## start DATA FOR PROCESSING
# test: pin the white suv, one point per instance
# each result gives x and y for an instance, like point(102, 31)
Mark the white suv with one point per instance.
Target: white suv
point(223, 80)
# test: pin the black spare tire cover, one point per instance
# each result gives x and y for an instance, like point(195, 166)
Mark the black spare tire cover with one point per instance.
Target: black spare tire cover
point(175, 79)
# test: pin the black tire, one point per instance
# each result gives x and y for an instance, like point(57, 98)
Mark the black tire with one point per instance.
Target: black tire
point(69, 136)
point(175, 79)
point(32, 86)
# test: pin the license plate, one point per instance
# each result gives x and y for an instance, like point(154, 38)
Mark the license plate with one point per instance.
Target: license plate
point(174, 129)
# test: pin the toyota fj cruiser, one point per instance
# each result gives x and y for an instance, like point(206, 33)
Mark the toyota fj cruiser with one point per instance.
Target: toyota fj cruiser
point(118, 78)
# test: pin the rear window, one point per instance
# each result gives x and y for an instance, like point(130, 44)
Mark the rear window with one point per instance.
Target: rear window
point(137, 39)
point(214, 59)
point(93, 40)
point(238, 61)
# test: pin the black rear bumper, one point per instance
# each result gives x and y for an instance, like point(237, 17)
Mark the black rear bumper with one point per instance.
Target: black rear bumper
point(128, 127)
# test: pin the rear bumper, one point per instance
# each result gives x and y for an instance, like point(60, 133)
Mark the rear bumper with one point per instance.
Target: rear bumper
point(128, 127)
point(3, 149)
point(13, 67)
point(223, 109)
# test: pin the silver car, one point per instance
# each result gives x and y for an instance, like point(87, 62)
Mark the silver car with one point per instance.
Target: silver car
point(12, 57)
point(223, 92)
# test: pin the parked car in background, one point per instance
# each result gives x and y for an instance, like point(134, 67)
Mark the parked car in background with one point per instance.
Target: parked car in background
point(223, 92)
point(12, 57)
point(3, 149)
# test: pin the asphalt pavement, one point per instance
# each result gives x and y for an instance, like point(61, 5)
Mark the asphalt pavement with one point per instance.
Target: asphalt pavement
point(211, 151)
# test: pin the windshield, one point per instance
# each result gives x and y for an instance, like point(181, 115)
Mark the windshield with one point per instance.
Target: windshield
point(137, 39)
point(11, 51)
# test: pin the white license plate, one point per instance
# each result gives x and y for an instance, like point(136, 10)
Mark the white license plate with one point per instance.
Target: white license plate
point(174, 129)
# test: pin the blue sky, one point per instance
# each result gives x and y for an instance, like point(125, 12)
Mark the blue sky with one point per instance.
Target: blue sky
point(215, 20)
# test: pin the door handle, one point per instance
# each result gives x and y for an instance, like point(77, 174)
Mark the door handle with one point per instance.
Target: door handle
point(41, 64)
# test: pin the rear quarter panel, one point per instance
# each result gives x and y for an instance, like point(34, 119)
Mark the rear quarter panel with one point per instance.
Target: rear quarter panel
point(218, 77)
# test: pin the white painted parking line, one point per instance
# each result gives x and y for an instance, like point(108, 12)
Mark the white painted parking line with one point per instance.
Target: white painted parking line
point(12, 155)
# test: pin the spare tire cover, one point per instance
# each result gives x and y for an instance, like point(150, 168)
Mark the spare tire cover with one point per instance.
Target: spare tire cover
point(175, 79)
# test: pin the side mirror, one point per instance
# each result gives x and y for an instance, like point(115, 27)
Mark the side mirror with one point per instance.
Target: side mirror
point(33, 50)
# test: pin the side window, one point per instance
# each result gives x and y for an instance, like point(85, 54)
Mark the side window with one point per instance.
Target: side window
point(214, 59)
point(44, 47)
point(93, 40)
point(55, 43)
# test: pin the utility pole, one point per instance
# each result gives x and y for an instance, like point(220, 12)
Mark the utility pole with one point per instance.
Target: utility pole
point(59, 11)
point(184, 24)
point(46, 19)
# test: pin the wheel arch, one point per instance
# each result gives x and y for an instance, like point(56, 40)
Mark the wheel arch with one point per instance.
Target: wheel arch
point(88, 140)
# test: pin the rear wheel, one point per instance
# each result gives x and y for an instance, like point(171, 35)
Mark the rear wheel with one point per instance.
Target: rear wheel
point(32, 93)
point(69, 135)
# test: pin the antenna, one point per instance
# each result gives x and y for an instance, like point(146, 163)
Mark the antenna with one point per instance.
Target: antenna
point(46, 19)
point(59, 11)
## end DATA FOR PROCESSING
### [EXERCISE DIRECTIONS]
Set down only these lines, exactly: the line containing "# test: pin the white painted" and each line after it, through the end of the listing.

### [OUTPUT BELOW]
# test: pin the white painted parking line, one point per instance
# each result gives x and y for an instance, like point(108, 12)
Mark the white painted parking line with one point per instance.
Target: white painted parking line
point(12, 155)
# test: pin the spare tire cover, one point per instance
# each result gives x and y for an instance, like point(150, 168)
Mark the spare tire cover with one point per instance.
Target: spare tire cover
point(175, 79)
# test: pin the side mirror, one point per instance
# each result gives x and y for an instance, like point(115, 27)
Mark the side mirror with one point per instance.
Target: side mirror
point(33, 50)
# test: pin the side window, one point per instance
# each result gives x and y for an instance, like point(85, 54)
Mark the side window with one point per instance.
Target: side window
point(214, 59)
point(44, 47)
point(93, 40)
point(55, 43)
# test: pin the utility pole, one point per instance
# each result gives x and y for an instance, like point(220, 12)
Mark the utility pole with one point per instance.
Target: utility pole
point(59, 11)
point(184, 24)
point(46, 19)
# test: pin the wheel arch, one point per instance
# each result gives x and y for an instance, like point(56, 40)
Mark the wheel arch with one point per instance.
Target: wheel arch
point(88, 140)
# test: pin the rear wheel, one point per instance
# each result gives x and y for an instance, like point(171, 35)
Mark the rear wheel with one point per instance.
Target: rear wheel
point(32, 93)
point(69, 135)
# test: pin the antenna, one point per instance
# each result gives x and y for an instance, like point(146, 163)
Mark the antenna with one point per instance.
Target: antenna
point(46, 19)
point(59, 11)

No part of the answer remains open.